FACE-O-MAT


At the center of Tobias Gutmann's (*1987 Wewak, PNG) artistic practice is the creation and exploration of encounters, encounters between people, cultures and environments, but also between what we perceive externally what we feel internally. Gutmann's drawings reflect experiences, thoughts, memories, happenings, beliefs. They also reflect the artist’s own unique approach to figure and form, which oscillates between the abstract and the pictorial, between the known and the unknown. In his growing archive of drawings he has developed his own artistic language.


Tobias Gutmann has always ventured out of the comfort zone of the artist studio and searched for a dialogue with people and his surroundings. In 2012 he developed a performance which he titled Face-o-mat and started to travel the world with the aim to portray people by expressing their characteristics and personal traits through abstract drawings. Since then he has portrayed over 5000 people in public places in Shenzhen, Dubai, Wamangu (Papua New Guinea), and many more, as well as in institutions such as Haus Konstruktiv, Zurich and Centre Pompidou, Paris.


Face-o-mat is a performative installation, at the center of which the artist is found sitting behind a cardboard counter with a small window to look through. The opening is just big enough to show him the face of his counterpart, which he then portrays within a few minutes. Gutmann describes the process as ‘painting the sound of a person’. Rather than solely focusing on the appearance of his counterpart he expresses what he perceives of an individual through abstract lines and dots, reflecting its inner self. Gutmann’s works show his personal spectrum of forms and individual means of communication.
■ ■ ■
> TASK OBJECTIVE:
Answer these questions from the Face-o-mat text:
1. What lies at the center of Tobias Gutmann's artistic practice?
2. In what year did he develop the Face-o-mat performance?
3. How does Gutmann describe the portrait process?

> INFORMATION SUPPLIED:
■ ■ ■
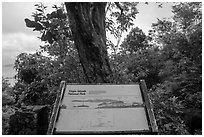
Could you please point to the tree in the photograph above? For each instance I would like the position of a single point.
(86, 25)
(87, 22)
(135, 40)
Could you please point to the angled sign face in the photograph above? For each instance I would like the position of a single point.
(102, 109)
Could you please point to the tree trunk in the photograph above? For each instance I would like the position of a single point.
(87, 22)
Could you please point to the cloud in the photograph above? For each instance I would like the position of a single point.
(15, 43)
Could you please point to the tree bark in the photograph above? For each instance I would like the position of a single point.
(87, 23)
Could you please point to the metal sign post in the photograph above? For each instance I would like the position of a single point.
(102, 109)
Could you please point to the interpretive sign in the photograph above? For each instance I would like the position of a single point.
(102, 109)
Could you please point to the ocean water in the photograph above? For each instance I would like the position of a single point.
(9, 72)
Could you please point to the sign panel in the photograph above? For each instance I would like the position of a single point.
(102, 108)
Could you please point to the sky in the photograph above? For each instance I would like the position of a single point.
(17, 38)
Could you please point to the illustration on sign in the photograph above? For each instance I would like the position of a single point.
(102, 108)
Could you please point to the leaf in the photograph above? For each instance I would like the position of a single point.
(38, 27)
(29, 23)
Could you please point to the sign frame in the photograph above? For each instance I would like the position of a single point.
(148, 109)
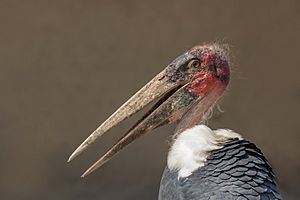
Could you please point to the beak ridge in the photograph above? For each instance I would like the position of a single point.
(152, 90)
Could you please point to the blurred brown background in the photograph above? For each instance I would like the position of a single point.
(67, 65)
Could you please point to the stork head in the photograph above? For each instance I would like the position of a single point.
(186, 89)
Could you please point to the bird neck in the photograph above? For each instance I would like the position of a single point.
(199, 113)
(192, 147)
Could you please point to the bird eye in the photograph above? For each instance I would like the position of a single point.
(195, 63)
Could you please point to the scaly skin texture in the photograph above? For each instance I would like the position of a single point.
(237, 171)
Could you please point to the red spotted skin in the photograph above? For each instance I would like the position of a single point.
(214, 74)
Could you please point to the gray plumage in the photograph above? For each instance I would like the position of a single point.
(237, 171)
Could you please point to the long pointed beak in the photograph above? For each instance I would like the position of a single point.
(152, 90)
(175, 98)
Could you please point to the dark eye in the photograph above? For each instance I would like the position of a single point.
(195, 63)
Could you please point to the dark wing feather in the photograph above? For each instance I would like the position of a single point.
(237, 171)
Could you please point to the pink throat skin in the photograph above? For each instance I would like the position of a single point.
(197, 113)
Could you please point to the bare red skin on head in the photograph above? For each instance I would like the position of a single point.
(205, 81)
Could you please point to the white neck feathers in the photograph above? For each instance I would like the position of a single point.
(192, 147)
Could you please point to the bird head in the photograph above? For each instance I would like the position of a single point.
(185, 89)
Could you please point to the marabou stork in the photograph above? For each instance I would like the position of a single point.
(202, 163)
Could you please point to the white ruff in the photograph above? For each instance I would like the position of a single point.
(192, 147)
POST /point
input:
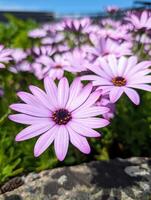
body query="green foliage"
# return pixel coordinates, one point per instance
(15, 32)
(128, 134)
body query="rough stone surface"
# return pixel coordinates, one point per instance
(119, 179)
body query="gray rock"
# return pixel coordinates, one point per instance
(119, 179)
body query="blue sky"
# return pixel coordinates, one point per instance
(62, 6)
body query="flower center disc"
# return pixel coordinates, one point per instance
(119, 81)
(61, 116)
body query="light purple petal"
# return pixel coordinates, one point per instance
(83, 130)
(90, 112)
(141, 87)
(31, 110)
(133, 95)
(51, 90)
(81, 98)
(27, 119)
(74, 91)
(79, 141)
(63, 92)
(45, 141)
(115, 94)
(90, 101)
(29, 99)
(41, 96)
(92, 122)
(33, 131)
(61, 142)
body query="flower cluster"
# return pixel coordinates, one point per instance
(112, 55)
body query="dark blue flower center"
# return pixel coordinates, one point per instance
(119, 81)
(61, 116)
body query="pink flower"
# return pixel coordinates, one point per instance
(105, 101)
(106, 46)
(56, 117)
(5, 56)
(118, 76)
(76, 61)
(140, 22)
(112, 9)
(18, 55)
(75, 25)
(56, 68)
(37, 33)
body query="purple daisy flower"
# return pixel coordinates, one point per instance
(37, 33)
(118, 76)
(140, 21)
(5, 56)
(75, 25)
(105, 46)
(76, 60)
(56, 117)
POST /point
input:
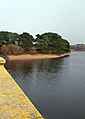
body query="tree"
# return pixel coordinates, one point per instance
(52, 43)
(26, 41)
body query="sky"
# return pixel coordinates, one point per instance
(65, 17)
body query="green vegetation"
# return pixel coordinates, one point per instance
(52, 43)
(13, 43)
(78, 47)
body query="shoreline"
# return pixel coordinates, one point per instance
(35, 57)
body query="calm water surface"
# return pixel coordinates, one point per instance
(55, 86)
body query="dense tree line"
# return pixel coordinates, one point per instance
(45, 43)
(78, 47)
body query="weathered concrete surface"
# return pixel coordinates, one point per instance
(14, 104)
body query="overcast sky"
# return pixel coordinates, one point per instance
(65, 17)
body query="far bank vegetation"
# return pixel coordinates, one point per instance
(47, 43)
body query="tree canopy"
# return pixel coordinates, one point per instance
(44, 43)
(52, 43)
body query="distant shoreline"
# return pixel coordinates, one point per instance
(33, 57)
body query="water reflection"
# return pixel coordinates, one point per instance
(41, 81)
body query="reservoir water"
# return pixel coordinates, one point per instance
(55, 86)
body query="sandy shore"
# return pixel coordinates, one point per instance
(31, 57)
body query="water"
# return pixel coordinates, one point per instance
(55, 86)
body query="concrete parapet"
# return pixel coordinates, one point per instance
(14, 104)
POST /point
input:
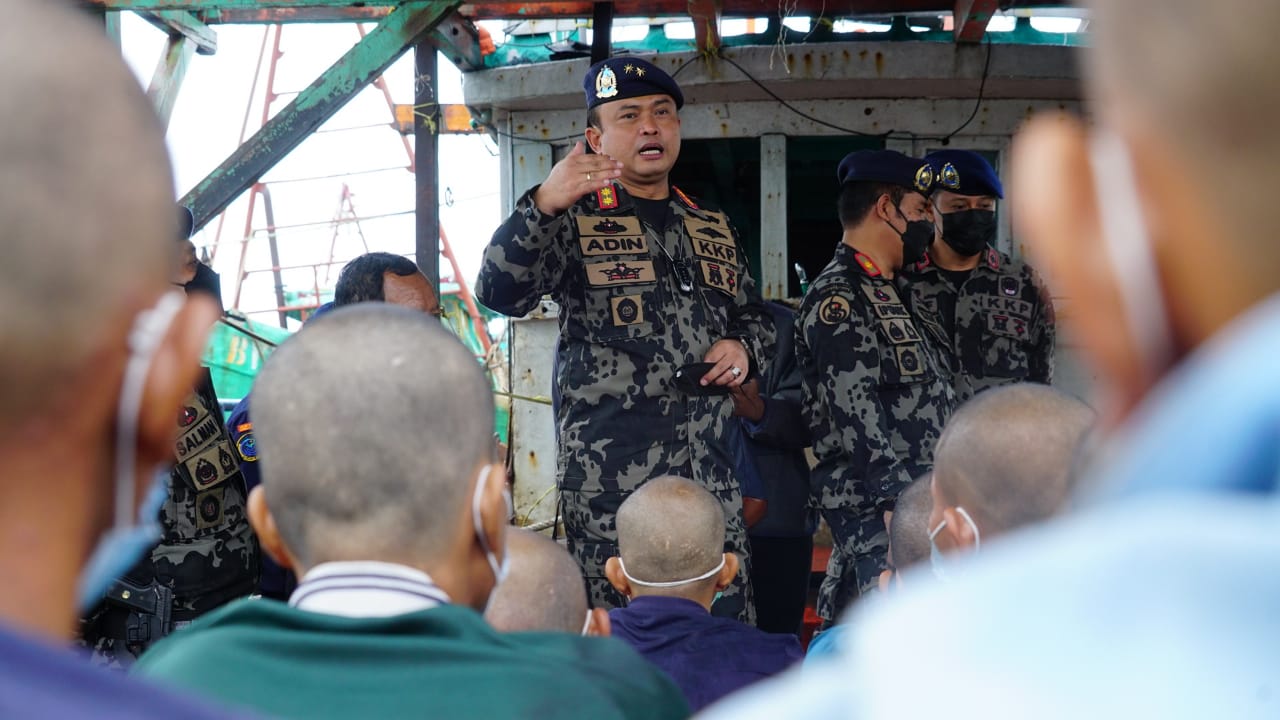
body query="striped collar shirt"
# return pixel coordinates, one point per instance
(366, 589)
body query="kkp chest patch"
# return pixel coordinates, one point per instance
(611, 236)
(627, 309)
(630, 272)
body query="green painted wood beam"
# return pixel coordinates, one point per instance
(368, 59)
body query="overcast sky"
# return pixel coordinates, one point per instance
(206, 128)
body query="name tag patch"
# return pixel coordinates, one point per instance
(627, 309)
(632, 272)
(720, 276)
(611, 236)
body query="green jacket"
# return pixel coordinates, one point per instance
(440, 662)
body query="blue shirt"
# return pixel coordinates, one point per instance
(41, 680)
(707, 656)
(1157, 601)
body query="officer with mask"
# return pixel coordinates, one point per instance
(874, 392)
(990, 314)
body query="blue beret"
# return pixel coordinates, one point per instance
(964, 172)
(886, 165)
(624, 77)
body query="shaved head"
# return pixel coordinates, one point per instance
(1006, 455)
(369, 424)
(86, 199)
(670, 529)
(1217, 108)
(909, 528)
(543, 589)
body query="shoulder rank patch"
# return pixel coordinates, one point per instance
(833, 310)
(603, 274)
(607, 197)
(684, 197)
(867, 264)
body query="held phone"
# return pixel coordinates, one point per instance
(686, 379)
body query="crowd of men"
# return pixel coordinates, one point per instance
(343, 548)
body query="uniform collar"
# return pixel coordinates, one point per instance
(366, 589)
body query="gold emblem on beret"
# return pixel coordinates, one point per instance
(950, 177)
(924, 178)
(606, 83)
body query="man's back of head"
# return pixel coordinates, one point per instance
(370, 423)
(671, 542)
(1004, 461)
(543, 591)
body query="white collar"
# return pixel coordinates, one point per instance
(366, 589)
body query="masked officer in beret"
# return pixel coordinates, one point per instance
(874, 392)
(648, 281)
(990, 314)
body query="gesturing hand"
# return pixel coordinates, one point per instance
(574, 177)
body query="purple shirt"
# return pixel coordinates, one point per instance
■ ■ ■
> OUTPUT FOR THIS TASK:
1. The creation and exploration of encounters.
2. 2012.
3. As "painting the sound of a person."